## Exercise goal
Your answer must be an exact copy of the records below, with no pictures in it.

[Stored records]
══════

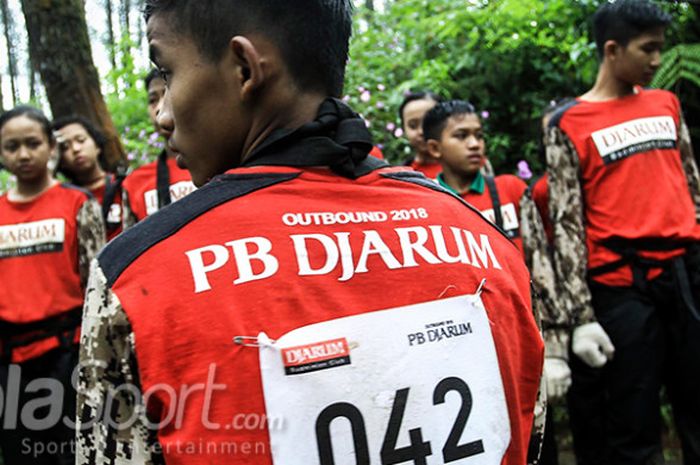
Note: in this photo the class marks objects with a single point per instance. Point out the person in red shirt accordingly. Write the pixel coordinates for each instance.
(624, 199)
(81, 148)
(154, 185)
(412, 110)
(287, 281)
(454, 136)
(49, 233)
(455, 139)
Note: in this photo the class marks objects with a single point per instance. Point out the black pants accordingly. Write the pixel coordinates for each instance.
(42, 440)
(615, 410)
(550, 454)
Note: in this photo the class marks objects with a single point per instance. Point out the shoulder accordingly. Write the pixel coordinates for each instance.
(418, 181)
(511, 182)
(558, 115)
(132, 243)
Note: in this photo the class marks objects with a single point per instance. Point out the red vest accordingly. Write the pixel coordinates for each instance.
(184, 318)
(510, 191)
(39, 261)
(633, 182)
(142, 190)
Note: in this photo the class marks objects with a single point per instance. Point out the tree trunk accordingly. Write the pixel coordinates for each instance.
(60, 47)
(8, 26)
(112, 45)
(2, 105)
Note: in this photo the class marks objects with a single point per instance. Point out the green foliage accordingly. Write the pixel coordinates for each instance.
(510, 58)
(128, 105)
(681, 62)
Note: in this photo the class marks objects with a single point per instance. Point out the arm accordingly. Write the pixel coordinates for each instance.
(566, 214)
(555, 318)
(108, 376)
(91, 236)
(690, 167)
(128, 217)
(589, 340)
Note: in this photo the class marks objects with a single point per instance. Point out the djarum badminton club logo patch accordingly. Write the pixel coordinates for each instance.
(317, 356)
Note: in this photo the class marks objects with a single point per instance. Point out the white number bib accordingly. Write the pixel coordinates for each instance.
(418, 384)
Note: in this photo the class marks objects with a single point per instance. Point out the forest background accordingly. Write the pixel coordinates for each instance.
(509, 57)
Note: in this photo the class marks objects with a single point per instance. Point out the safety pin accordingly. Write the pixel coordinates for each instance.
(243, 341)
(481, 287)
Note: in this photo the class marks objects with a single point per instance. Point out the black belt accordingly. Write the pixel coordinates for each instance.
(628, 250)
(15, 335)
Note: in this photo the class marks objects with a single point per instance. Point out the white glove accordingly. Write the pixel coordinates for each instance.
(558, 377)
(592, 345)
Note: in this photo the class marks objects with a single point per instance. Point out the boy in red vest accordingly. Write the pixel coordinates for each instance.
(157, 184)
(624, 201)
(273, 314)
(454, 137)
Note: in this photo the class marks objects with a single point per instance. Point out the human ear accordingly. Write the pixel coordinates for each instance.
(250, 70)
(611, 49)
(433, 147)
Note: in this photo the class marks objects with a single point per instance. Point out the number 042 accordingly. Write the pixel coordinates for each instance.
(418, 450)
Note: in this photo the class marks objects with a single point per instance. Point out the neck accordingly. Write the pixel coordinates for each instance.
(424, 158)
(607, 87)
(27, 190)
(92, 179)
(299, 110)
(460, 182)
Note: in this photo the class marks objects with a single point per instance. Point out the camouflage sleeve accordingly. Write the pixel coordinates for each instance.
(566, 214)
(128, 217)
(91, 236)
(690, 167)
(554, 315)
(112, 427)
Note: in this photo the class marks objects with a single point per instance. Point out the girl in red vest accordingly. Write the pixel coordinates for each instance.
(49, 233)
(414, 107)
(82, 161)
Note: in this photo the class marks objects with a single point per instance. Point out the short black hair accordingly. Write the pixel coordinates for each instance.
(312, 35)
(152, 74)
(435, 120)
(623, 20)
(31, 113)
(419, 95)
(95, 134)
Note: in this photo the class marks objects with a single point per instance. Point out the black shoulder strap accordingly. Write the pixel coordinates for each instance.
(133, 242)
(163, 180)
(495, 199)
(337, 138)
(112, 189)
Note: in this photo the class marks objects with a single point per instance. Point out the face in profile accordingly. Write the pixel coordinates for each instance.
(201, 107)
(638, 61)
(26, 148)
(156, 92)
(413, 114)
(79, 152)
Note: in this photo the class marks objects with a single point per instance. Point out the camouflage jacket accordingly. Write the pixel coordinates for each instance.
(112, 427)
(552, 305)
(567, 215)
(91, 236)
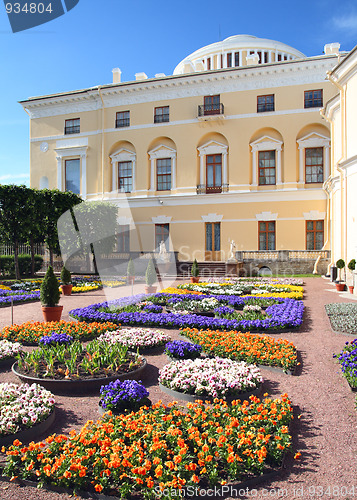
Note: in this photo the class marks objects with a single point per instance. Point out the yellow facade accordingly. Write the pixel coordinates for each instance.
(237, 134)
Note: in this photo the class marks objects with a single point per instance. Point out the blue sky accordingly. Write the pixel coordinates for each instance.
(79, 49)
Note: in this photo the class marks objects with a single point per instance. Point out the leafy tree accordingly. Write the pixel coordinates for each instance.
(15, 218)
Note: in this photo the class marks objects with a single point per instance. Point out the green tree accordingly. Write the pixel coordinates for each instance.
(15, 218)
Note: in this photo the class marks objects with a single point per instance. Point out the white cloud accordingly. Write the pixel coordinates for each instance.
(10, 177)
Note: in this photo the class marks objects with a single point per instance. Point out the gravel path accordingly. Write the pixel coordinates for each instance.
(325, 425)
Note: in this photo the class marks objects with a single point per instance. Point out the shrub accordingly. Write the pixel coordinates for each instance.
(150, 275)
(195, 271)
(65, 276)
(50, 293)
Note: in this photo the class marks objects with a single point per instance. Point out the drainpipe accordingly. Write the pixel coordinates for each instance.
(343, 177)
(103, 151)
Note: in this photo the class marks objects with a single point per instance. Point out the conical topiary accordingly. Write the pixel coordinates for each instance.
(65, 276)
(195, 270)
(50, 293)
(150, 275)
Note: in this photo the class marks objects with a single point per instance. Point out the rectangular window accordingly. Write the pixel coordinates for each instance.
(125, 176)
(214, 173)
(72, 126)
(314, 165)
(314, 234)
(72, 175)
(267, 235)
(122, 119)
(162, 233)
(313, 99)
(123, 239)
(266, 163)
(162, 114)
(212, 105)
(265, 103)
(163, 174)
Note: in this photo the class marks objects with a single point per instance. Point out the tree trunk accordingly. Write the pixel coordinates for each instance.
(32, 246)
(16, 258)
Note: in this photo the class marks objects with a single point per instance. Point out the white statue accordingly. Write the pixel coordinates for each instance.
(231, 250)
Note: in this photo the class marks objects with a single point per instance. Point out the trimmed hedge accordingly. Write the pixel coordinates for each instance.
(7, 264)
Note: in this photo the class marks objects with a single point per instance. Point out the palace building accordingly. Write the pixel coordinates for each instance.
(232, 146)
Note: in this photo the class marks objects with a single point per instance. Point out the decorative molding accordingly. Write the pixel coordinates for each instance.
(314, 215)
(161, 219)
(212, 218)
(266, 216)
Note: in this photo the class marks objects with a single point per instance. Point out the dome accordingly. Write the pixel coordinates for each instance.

══════

## Solution to this problem
Note: in this photo the class marks objects with a single point per instance. Point out the person in red shirt accordingly. Write the pixel coordinates for each instance.
(624, 199)
(81, 148)
(154, 185)
(412, 110)
(287, 281)
(454, 136)
(49, 233)
(455, 139)
Note: in this photo the class marks objects with a single point per instance. Point out the black pants accordingly. Write the pixel coordinates for each instance.
(42, 440)
(615, 410)
(550, 454)
Note: in this photo the class marks objects with a single point per instance. Point out the shoulder accordingly. Write the pixel coordinates for each instance.
(418, 181)
(511, 182)
(558, 115)
(132, 243)
Note: in this photo the class marks objects with a single point per instance. Point out the red vest accordingly. Write the pixel coordinates for each instance.
(184, 318)
(510, 191)
(39, 261)
(633, 182)
(142, 190)
Note: in this photo the class marks objects with a single point per instance. Point out the tree trunk accordingly. Write the pixel coordinates for each instance.
(60, 47)
(8, 26)
(112, 45)
(2, 105)
Note: in this photo the class marks objects with a single point per instance. Point out the green foliage accordingly. Write the pixel coordinates for each instance.
(510, 58)
(128, 105)
(681, 62)
Note: in this photo the class marks objects with a single point per instance. Point out the arm accordingly. Write the pixel coordinates for each instance.
(566, 214)
(555, 318)
(108, 376)
(91, 236)
(690, 167)
(128, 217)
(589, 340)
Note: in this photo the class marks objects with a single point per instance. Point out the djarum badminton club logo patch accordingly. Write the pixel coordinates for each instance.
(317, 356)
Note: in this photo the class marks objects with a single point per instance. Point out the white number bib accordingly. Write the pixel coordinates for each instance.
(418, 384)
Note: in this photo the class marks objects with a single point per instance. Point out the forest background accordingly. Write the pixel coordinates for each instance.
(509, 57)
Note: in this photo the class marks objects with a single point per instance. Point out the safety pin accordingly. Write the pixel coordinates for each instance.
(243, 341)
(481, 287)
Note: in this photo the class marks objects with a single point per instance. Point out the black belt accordingly. Write the pixel coordinates for each instance.
(628, 250)
(15, 335)
Note: in this photo the class marks objects with a single point per instance. Point out the white glove accordingly. Write the pixel coordinates for each instance.
(558, 377)
(592, 345)
Note: in this photo the class marks objects with a single point per instance. Point out the boy in red vest accordingly. Write the pixel coordinates for each instance.
(157, 184)
(624, 201)
(273, 314)
(454, 137)
Note: in this photo the class marks objects with a single point per instance. Point out the human ear accordingly. Write the pixel coordinates for each instance.
(250, 70)
(611, 49)
(433, 147)
Note: in this photo the class marks objects with a single point per instance. Point out the number 042 accordingly. Write the pixel coordinates for each instance.
(418, 450)
Note: in this photo the class marks objects with a single point per instance. Point out the neck accordingly. Write the pixel coordinates for each instance.
(424, 158)
(607, 87)
(27, 190)
(92, 179)
(299, 110)
(460, 182)
Note: in this photo the class marks objects with a single point per instance. Point out the camouflage sleeve accordingly. Write the pixel coordinates for each instance.
(566, 214)
(128, 217)
(91, 236)
(690, 167)
(554, 315)
(112, 427)
Note: in this photo the class marks objects with a single point per instance. Point out the girl in red vest accordingly. Write the pixel coordinates for each instance.
(49, 233)
(414, 107)
(82, 161)
Note: in this photo the class marks objects with a single point per instance. Point out the short black hair accordingly. Write the pixel coordinates for each instance.
(312, 35)
(152, 74)
(435, 120)
(623, 20)
(31, 113)
(419, 95)
(95, 134)
Note: in this photo the class marks objects with a single point per instance. Point out the black shoulder strap accordingly. Write the pixel coordinates for each instance.
(133, 242)
(163, 180)
(495, 199)
(337, 138)
(112, 189)
Note: in this photo the class marks objects with a single point per instance. Point out the face in profile accordingly. Write the pixel coordinates for each instance.
(201, 107)
(638, 61)
(26, 148)
(156, 92)
(413, 114)
(79, 152)
Note: in this photo the class marks objects with a single point per instance. Point out the camouflage jacket accordingly. Write the pixel coordinates for each instance.
(112, 427)
(552, 305)
(567, 215)
(91, 236)
Note: in this photo the class marks objects with a single point per instance. Point out the yellow facade accordingly. Write the pixel coordinates for each instance.
(237, 134)
Note: in this photo the class marks objects with a single point per instance. Point out the blue sky accordingly. Write the pixel coordinates for each instance.
(79, 49)
Note: in this photo the class marks objects with a single point per instance. Point out the leafy tree accordingly. Write the pixel coordinates for each instance.
(15, 218)
Note: in this photo the class marks objects with a single point per instance. Point out the green tree accordingly. Write the pixel coordinates for each instance.
(15, 218)
Note: in this photo the class marks objects with a single point per instance. Point out the white cloud accordingly. Write the pixel coordinates for each instance.
(10, 177)
Note: in this photo the class marks objects with a single point per instance. Point out the gravel path accordingly. Write the pixel coordinates for each instance.
(325, 425)
Note: in this photo the class marks objects with a single point per instance. Point out the shrub accordingly. Write the pixel coordinates for each instance.
(150, 275)
(195, 271)
(65, 276)
(50, 293)
Note: in this photo the class marks objects with a single point per instance. Point out the drainpipe accordingly. Write the pixel coordinates for each instance.
(343, 177)
(103, 151)
Note: in this photo the class marks objects with a single point per instance. Point out the conical topiary accordingly. Write the pixel coordinates for each instance.
(65, 276)
(195, 270)
(50, 293)
(150, 275)
Note: in this photo the class marks objects with a single point per instance. Point out the rectangular window accordingly. Write the pixel coordinates for each instance.
(125, 176)
(214, 173)
(72, 126)
(314, 165)
(314, 234)
(72, 175)
(267, 235)
(122, 119)
(162, 233)
(313, 99)
(123, 239)
(266, 163)
(162, 114)
(212, 105)
(265, 103)
(163, 174)
Note: in this photo the class marks objects with a single point per instance. Point out the tree trunk accordingly. Write the pixel coordinates for each instance.
(32, 246)
(16, 258)
Note: in this photo the class marks objects with a single point per instance. Point out the white statue accordingly. Write the pixel coordinates for each instance.
(231, 250)
Note: in this photo the class marks objects with a single point per instance. Point out the trimmed hedge accordingly. Write the pixel coordinates for each instance.
(7, 264)
Note: in this photo the class marks objects with a single point per instance. Point out the palace building accordingly. Write the pixel coordinates for each instance.
(232, 146)
Note: in this photo the class marks objects with a single point per instance. Point out the decorative molding accordingly. Write the pixel coordinates for each instance.
(314, 215)
(161, 219)
(212, 218)
(266, 216)
Note: in this photo the class marks objects with a single point per instance. Point out the dome accordingly. Write the pixel coordinates for each instance.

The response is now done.